### EXERCISE
Take each line of the data that contains the string "suit" and copy it.

=== TASK INPUTS ===

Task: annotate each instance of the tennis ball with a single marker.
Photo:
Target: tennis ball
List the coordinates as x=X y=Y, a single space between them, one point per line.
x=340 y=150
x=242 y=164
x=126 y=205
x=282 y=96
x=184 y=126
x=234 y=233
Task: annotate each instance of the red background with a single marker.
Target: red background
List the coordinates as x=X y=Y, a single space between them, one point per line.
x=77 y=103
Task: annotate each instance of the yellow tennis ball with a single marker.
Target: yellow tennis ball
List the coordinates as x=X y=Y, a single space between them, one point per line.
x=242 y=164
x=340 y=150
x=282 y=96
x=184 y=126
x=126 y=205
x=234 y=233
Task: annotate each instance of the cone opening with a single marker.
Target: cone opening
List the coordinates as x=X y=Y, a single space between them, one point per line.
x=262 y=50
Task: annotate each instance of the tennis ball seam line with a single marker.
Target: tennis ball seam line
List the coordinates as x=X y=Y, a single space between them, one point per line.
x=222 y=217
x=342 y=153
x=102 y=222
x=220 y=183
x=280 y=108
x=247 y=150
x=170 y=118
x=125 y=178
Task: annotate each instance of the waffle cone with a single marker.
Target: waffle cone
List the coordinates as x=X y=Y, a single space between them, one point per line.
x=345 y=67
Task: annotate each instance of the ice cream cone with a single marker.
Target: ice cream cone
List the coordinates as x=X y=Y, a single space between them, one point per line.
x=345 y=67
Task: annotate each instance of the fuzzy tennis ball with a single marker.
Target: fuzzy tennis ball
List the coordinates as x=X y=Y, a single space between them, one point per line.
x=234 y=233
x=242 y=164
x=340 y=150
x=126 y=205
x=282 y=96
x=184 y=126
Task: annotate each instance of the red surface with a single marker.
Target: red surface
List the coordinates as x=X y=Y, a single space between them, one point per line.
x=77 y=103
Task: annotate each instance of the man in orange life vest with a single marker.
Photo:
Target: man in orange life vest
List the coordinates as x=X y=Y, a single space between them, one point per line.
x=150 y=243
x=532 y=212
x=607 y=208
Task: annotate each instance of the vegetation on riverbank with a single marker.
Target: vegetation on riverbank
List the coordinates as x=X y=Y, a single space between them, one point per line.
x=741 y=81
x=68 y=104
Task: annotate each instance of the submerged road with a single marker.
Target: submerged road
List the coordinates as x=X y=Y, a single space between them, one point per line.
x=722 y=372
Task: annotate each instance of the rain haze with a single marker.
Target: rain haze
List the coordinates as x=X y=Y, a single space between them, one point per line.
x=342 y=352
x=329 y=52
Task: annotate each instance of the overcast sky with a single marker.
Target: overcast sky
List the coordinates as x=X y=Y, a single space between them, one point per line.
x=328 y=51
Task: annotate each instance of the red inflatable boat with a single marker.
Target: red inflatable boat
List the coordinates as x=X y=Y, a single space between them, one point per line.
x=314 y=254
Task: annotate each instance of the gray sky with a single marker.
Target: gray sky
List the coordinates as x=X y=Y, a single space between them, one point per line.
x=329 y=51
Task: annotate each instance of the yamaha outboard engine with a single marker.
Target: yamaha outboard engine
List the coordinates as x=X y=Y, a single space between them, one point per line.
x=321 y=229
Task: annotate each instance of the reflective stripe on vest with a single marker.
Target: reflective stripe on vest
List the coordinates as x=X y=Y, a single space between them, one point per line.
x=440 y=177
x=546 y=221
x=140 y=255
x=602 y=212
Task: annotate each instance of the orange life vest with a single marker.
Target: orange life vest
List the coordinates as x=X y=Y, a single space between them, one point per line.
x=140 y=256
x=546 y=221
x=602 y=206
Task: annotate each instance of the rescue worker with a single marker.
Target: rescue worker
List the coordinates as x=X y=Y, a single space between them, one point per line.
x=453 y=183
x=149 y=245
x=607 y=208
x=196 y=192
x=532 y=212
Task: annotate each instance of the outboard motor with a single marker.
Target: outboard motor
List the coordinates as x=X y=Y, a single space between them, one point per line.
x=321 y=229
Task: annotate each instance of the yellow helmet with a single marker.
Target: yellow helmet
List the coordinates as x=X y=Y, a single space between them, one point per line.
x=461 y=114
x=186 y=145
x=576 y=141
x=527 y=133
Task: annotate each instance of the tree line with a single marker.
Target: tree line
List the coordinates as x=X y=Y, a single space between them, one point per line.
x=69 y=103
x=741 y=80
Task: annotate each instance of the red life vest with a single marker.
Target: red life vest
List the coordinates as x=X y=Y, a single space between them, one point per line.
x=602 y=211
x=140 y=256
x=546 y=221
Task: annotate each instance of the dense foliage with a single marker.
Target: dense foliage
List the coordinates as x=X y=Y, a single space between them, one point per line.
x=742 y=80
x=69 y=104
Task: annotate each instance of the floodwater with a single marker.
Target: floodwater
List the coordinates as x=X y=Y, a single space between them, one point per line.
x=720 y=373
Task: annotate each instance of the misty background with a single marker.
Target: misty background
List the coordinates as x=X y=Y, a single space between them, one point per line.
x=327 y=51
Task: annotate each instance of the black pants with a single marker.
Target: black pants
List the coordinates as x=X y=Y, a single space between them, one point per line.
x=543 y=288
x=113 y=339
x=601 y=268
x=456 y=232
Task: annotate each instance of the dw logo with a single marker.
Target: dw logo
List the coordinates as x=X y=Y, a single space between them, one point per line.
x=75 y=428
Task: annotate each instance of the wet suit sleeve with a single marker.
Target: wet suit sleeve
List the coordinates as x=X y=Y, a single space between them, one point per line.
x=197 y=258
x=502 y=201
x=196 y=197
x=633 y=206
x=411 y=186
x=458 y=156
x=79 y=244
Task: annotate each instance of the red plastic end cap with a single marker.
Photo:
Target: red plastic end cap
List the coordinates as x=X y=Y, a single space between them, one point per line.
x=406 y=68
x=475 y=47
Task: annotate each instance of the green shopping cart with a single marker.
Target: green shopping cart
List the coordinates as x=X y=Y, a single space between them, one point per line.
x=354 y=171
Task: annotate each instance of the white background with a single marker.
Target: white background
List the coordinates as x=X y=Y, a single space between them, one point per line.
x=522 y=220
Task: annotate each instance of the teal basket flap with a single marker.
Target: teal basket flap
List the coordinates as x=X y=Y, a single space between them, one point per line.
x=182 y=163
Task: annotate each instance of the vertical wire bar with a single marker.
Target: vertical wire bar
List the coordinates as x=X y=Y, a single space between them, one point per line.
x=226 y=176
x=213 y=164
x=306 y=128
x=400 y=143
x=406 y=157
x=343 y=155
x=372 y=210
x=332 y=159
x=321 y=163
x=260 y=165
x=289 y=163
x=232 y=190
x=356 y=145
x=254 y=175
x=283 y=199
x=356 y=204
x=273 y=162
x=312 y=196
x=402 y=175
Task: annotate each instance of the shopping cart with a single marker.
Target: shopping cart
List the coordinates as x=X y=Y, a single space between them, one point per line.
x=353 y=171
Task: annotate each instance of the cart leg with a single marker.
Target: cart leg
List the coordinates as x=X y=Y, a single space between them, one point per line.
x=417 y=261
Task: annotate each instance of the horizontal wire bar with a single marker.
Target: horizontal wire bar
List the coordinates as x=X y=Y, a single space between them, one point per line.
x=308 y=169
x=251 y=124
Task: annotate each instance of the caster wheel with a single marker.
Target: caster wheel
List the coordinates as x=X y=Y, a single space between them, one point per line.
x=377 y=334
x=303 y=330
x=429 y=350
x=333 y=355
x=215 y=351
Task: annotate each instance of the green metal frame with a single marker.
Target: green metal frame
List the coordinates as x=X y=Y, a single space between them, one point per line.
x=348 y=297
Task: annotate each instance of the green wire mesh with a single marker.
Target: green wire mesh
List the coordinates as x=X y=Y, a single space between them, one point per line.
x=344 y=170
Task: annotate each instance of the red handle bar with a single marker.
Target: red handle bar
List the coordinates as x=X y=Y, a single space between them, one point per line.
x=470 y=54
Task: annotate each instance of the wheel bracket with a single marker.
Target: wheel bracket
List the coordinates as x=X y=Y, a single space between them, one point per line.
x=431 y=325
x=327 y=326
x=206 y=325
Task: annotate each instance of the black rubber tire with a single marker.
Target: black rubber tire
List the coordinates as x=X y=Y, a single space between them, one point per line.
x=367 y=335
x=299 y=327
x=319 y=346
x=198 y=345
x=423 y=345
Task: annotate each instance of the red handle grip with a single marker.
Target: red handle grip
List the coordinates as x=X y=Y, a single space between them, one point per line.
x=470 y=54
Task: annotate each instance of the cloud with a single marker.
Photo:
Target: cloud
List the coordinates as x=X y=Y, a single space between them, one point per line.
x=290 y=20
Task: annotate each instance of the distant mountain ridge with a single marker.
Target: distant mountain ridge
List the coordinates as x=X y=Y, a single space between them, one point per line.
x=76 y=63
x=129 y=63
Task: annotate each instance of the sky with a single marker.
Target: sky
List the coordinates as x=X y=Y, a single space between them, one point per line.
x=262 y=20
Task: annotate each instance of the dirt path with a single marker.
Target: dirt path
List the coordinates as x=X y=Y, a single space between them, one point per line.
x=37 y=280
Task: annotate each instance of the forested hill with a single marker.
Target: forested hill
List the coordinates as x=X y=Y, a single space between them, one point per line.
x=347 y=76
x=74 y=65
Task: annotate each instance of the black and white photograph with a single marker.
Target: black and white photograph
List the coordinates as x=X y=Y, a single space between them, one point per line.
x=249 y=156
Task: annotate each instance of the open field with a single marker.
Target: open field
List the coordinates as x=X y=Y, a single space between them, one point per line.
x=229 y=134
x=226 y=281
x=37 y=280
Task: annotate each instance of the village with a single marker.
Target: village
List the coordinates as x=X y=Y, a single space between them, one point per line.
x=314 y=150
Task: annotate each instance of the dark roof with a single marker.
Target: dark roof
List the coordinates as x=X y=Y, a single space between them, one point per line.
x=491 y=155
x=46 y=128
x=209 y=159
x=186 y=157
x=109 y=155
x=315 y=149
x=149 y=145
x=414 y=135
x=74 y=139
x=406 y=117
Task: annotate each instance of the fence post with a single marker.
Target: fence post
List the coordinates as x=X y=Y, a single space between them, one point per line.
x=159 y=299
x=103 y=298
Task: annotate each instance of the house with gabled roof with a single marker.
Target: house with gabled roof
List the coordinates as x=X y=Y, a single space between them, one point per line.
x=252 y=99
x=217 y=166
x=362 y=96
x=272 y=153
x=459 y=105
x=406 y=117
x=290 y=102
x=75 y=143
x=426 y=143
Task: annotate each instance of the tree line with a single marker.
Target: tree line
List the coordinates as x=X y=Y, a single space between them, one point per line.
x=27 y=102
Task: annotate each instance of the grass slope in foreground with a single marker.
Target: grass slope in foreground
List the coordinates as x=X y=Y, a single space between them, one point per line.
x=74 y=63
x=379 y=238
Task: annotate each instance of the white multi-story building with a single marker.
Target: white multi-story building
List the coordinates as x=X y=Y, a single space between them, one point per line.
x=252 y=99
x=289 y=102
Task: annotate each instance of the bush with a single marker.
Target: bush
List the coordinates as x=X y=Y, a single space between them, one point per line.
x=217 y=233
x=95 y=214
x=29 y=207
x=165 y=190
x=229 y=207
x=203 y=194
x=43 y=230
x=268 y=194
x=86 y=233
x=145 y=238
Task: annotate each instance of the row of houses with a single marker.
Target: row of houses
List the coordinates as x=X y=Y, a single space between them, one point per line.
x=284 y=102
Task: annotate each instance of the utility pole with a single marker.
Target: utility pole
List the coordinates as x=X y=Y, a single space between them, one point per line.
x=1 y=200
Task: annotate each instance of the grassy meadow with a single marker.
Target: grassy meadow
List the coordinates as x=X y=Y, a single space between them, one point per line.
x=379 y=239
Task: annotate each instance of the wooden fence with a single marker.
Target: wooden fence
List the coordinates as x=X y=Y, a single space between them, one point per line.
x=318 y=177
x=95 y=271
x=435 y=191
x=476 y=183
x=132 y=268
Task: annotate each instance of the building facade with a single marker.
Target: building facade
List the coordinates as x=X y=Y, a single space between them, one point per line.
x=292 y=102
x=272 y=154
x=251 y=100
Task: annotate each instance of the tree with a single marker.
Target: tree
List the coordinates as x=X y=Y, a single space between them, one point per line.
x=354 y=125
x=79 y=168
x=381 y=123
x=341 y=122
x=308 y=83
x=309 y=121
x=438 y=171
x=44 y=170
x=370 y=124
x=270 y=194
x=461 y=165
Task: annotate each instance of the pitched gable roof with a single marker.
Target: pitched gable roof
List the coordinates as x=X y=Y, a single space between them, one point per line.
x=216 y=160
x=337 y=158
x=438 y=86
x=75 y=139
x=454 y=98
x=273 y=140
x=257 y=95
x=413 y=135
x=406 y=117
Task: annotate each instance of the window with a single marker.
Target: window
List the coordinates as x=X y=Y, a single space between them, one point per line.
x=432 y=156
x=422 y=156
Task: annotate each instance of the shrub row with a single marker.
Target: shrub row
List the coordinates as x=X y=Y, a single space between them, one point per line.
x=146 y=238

===

### YOUR SOLUTION
Task: annotate each instance of the wet suit sleeve with a single marker.
Target: wet suit sleeve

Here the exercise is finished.